Tarea breve >>
Prosigue el artículo de opinión sobre la reforma de la Constitución a partir de su última oración.

___ Fragmento del texto ___

‘Lifting’ constitucional

Andamos estos días los constitucionalistas muy ocupados atendiendo a los medios de comunicación que nos interrogan sobre si consideramos imprescindible una reforma constitucional para lograr, como ha pedido el Rey, una "actualización de los acuerdos de convivencia". Preguntarle a un constitucionalista si hace falta reformar la Constitución es como preguntarle a un cirujano plástico si la cara de una persona de treinta y cinco años puede mejorarse, así que mi respuesta automática es: por supuesto que sí. No cabe duda de que hay bastantes apartados que necesitan modernizarse para que la Constitución pueda mantener su lozanía y seguir siendo fiel a sí misma. Por ejemplo, habría que hacer una referencia a la Unión Europea en un lugar de honor y no de refilón como está ahora en el artículo 135; acabar con la preferencia del varón sobre la mujer en la sucesión a la Corona; garantizar la independencia del Consejo General del Poder Judicial; suprimir toda la grasa de los artículos sobre la creación de las Comunidades Autónomas, normas de derecho transitorio ya sin ninguna función; desarrollar la definición del Senado como "cámara de representación territorial" y mejorar otras arrugas parecidas.

‘Lifting’ constitucionalSi, avanzando un paso más, me animara a dar mi personal opinión de ciudadano con ciertas convicciones políticas, saliendo del papel del especialista que solo quiere resaltar la belleza del paciente, entonces iría a un cambio mucho más profundo de la Constitución de 1978, que podría ilustrar con comparaciones, como dicen que se suele hacer en la cirugía estética: me gustaría una república laica, como la francesa; una democracia participativa como la suiza, un Estado social como el sueco...

Sin embargo, pensándolo mejor y diciendo —con Paul Valéry— que yo no soy siempre de mi misma opinión, me parece que hay una tercera perspectiva más adecuada para contestar a la pregunta de moda para todos los que nos dedicamos al Derecho Constitucional, evitando tanto partir del análisis técnico de la Ley Fundamental, como de las convicciones personales de cada uno. Consiste en localizar los problemas de España y pensar si cambiar la Constitución puede ayudar a resolverlos. Y el primer problema español —si las encuestas de opinión no mienten— es el paro, para el que me temo que pocas recetas podemos ofrecer los constitucionalistas, más allá de las que ya contienen nuestra Constitución económica: derecho a elegir profesión y a una remuneración suficiente, libertad de empresa, seguridad social, negociación colectiva, etc. Quizás podríamos pensar en incluir el derecho a una renta básica universal o alguna propuesta similar, pero se trata de una medida que puede adoptarse perfectamente por ley y que, además, está lejos de contar con el consenso de los economistas y de los partidos.

___ Sección de datos ___

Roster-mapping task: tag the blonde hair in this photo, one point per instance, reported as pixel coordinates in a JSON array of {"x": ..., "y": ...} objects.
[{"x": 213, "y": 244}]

___

Resultado de la tarea >>
Precisamente, observo en algunas propuestas de reforma constitucional cierto olvido de la diferencia —que ha explicado con claridad ejemplar Ralf Dahrendorf— entre la política constitucional, que debe ser hecha por consenso porque fija las reglas de un sistema político democrático, y la política ordinaria, donde es suficiente la mayoría. La Constitución tiene que ser un marco jurídico que permita gobernar tanto a la derecha como a la izquierda. Ese marco común se logró en 1978 y no creo que sea razón para alterarlo que las leyes ordinarias reflejen hoy más la ideología de un lado que del otro. Por eso, me parecen erróneas las críticas —por más que vengan de constitucionalistas de prestigio— que consideran que la Constitución, antaño progresista, ha devenido hoy conservadora: si fuera cierto que el sistema político español lleva muchos años virado a la derecha, será culpa de los gobiernos, especialmente de los llamados socialistas, pero no del texto constitucional. Con él, Izquierda Unida podría gobernar perfectamente, como demuestra que en tiempos no tan lejanos buena parte del vibrante discurso de Julio Anguita se apoyaba en exigir el cumplimiento de la Constitución.

Tampoco me parece que haya que cambiar la Constitución para combatir la corrupción, el segundo problema español, según el último Barómetro del CIS. Todas las propuestas normativas que he leído para luchar contra ella tienen perfecta cabida en la legislación ordinaria: castigar con más dureza la prevaricación, reforzar las competencias del Tribunal de Cuentas, incrementar la transparencia de las instituciones, prohibir los indultos, etc. De todas ellas, la medida que pienso que puede ser más eficaz en estos momentos es una que no es tanto sustantiva, como organizativa: que el Gobierno atienda la petición que le hicieron los jueces decanos el pasado mes de diciembre —y este mes de enero han repetido 200 fiscales en su ámbito— de incrementar los medios para tramitar con celeridad los 1.700 sumarios abiertos en España por casos de corrupción. Si acaso, se le puede añadir la siempre reclamada y nunca conseguida medida de reforzar la independencia de los fiscales. Y desde luego, usar el voto ciudadano para echar de las instituciones a los partidos poco colaboradores en la lucha contra esta plaga.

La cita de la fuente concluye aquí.